▶ **The request**: Recast the lines below as a JSON list of strings, one string per line and no blank lines, starting with the line that contains "the fox ear" and running through the end of the entries, both ends included.
— Begin Data —
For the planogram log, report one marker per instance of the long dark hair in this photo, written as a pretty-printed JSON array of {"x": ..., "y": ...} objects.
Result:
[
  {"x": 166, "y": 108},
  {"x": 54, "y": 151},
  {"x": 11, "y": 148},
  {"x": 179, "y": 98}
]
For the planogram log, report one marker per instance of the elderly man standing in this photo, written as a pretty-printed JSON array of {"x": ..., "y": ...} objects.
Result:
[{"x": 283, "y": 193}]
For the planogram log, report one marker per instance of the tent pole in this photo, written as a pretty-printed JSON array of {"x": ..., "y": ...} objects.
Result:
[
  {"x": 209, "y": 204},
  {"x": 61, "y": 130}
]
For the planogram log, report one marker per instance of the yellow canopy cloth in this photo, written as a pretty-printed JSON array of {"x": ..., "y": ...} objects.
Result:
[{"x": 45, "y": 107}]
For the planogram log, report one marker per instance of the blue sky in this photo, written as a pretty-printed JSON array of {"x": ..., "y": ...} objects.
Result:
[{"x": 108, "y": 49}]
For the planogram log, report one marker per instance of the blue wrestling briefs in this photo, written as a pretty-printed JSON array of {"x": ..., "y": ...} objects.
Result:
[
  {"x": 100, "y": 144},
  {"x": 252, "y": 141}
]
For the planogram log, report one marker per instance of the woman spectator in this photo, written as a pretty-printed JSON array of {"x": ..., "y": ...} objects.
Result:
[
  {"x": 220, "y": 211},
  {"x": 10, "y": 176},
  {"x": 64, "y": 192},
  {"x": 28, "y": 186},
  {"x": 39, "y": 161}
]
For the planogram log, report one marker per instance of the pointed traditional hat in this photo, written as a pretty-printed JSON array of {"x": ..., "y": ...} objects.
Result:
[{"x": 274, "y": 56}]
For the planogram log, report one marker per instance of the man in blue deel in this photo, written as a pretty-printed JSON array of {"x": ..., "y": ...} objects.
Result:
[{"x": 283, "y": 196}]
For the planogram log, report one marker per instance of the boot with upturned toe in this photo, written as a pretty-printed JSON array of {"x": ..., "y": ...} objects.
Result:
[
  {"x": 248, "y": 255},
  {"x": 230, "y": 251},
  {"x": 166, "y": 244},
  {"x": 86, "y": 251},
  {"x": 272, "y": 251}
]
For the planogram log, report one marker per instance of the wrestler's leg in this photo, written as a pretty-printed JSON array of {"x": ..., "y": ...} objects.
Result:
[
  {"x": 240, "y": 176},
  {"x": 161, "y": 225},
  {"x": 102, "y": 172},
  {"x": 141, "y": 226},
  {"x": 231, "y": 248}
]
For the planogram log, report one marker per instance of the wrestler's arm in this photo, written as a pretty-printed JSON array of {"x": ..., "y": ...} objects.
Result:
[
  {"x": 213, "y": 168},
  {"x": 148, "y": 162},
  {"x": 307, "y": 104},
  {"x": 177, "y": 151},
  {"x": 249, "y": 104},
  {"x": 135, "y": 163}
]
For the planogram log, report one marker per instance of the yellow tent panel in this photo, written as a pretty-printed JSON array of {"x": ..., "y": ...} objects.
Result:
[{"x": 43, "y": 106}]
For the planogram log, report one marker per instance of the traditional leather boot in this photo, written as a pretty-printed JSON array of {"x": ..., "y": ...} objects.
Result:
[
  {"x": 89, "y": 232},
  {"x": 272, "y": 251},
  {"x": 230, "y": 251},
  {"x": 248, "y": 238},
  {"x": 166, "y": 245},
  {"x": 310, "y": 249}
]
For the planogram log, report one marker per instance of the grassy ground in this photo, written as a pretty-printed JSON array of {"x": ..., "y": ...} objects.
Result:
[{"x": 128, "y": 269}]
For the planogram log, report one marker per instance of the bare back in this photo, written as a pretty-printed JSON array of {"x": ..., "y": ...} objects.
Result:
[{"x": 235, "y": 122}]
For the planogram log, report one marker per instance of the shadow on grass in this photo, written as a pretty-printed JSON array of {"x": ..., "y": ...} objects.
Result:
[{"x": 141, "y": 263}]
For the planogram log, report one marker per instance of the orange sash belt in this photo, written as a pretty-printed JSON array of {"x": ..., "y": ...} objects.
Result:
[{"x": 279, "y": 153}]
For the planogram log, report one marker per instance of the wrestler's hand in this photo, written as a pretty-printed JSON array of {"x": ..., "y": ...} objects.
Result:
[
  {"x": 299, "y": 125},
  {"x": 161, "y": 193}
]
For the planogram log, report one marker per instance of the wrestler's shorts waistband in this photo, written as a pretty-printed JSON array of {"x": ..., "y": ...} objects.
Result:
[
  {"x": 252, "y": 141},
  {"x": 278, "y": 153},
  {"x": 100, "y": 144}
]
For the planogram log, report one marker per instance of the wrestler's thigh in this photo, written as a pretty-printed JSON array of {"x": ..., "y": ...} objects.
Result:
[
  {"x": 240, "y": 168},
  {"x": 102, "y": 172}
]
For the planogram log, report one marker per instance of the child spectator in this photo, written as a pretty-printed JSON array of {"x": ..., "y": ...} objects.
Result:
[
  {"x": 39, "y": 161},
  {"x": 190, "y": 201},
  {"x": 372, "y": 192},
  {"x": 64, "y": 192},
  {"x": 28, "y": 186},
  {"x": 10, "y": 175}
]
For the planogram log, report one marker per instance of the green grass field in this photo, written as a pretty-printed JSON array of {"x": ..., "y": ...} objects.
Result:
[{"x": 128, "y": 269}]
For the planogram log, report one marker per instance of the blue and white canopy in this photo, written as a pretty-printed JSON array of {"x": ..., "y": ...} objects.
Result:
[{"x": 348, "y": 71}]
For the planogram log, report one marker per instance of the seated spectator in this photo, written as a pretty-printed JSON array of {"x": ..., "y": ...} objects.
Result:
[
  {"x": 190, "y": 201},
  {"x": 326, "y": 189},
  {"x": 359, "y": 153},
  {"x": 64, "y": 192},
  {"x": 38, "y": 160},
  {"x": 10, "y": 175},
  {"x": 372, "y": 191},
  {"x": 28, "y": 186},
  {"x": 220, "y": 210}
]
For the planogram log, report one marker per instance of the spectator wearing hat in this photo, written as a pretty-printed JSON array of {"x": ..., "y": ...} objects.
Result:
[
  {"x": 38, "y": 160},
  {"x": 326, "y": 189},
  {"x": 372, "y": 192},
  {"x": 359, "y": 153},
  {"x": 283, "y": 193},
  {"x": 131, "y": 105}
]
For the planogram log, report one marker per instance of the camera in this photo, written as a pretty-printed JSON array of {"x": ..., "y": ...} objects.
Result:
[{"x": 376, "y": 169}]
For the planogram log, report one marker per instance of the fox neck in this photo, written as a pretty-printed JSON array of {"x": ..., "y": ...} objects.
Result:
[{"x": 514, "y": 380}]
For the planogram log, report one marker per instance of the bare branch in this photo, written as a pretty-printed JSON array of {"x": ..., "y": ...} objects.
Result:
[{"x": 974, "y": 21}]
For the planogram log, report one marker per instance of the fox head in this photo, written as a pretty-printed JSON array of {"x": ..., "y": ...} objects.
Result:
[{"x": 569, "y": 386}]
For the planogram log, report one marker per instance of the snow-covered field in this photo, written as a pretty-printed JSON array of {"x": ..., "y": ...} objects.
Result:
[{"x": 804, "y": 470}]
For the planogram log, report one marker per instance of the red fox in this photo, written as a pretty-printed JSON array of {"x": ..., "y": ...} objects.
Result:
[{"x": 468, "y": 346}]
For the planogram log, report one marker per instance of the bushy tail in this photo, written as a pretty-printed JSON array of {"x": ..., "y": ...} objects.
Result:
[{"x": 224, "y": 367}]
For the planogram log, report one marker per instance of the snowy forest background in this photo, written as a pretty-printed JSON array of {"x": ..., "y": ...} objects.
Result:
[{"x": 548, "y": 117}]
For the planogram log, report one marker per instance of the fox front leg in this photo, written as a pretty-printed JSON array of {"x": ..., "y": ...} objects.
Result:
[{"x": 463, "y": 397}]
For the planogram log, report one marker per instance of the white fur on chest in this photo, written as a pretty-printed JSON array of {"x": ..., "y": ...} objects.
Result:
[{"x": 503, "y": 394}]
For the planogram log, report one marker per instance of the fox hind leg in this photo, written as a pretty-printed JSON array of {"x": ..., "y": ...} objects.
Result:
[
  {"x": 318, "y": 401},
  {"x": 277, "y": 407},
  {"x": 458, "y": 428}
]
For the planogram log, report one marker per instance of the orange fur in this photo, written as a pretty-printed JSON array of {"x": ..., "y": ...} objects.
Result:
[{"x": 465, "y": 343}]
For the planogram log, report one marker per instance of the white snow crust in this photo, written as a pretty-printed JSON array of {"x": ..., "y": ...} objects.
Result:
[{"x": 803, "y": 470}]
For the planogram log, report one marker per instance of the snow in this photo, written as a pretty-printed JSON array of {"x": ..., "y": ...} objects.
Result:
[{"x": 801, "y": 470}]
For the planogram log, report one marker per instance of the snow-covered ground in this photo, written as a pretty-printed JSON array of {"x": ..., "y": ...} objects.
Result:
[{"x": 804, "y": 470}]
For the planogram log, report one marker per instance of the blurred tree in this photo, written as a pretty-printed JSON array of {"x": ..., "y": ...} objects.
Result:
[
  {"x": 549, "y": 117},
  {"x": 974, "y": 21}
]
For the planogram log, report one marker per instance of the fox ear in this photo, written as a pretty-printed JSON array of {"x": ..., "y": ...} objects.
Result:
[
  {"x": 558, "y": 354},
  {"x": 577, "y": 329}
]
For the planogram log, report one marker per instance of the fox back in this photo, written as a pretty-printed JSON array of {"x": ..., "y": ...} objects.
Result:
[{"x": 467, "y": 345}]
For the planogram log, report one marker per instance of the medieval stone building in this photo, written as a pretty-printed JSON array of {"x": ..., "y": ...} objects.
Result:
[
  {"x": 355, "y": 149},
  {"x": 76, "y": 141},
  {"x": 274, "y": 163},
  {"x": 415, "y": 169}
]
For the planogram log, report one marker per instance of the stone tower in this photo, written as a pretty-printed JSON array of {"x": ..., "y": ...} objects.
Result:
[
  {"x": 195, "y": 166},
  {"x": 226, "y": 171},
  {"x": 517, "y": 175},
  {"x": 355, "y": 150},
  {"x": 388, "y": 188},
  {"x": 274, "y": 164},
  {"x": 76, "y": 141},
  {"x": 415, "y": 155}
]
— End Data —
▶ **Solution for this task**:
[
  "For the planogram log, report one marker per instance of the fox ear in this photo, written as a pretty-printed JSON array of {\"x\": ..., \"y\": ...} objects.",
  "Result:",
  "[",
  "  {\"x\": 558, \"y\": 354},",
  "  {\"x\": 577, \"y\": 329}",
  "]",
  "For the planogram log, report one marker per instance of the fox back in this photo, written as a pretty-printed JSON array of {\"x\": ..., \"y\": ...} objects.",
  "Result:",
  "[{\"x\": 467, \"y\": 345}]",
  "For the planogram log, report one marker per instance of the medieval stone building in this photo, written as a pretty-printed JSON array of {\"x\": ..., \"y\": ...} objects.",
  "Result:",
  "[",
  "  {\"x\": 355, \"y\": 149},",
  "  {\"x\": 76, \"y\": 141},",
  "  {\"x\": 274, \"y\": 163},",
  "  {\"x\": 415, \"y\": 169}",
  "]",
  "For the planogram log, report one marker per instance of the stone tower in this photo, written as a pretty-printed JSON array of {\"x\": ..., \"y\": ...} objects.",
  "Result:",
  "[",
  "  {\"x\": 195, \"y\": 166},",
  "  {\"x\": 226, \"y\": 171},",
  "  {\"x\": 517, \"y\": 175},",
  "  {\"x\": 355, \"y\": 150},",
  "  {\"x\": 388, \"y\": 188},",
  "  {\"x\": 274, \"y\": 164},",
  "  {\"x\": 76, \"y\": 141},",
  "  {\"x\": 415, \"y\": 155}",
  "]"
]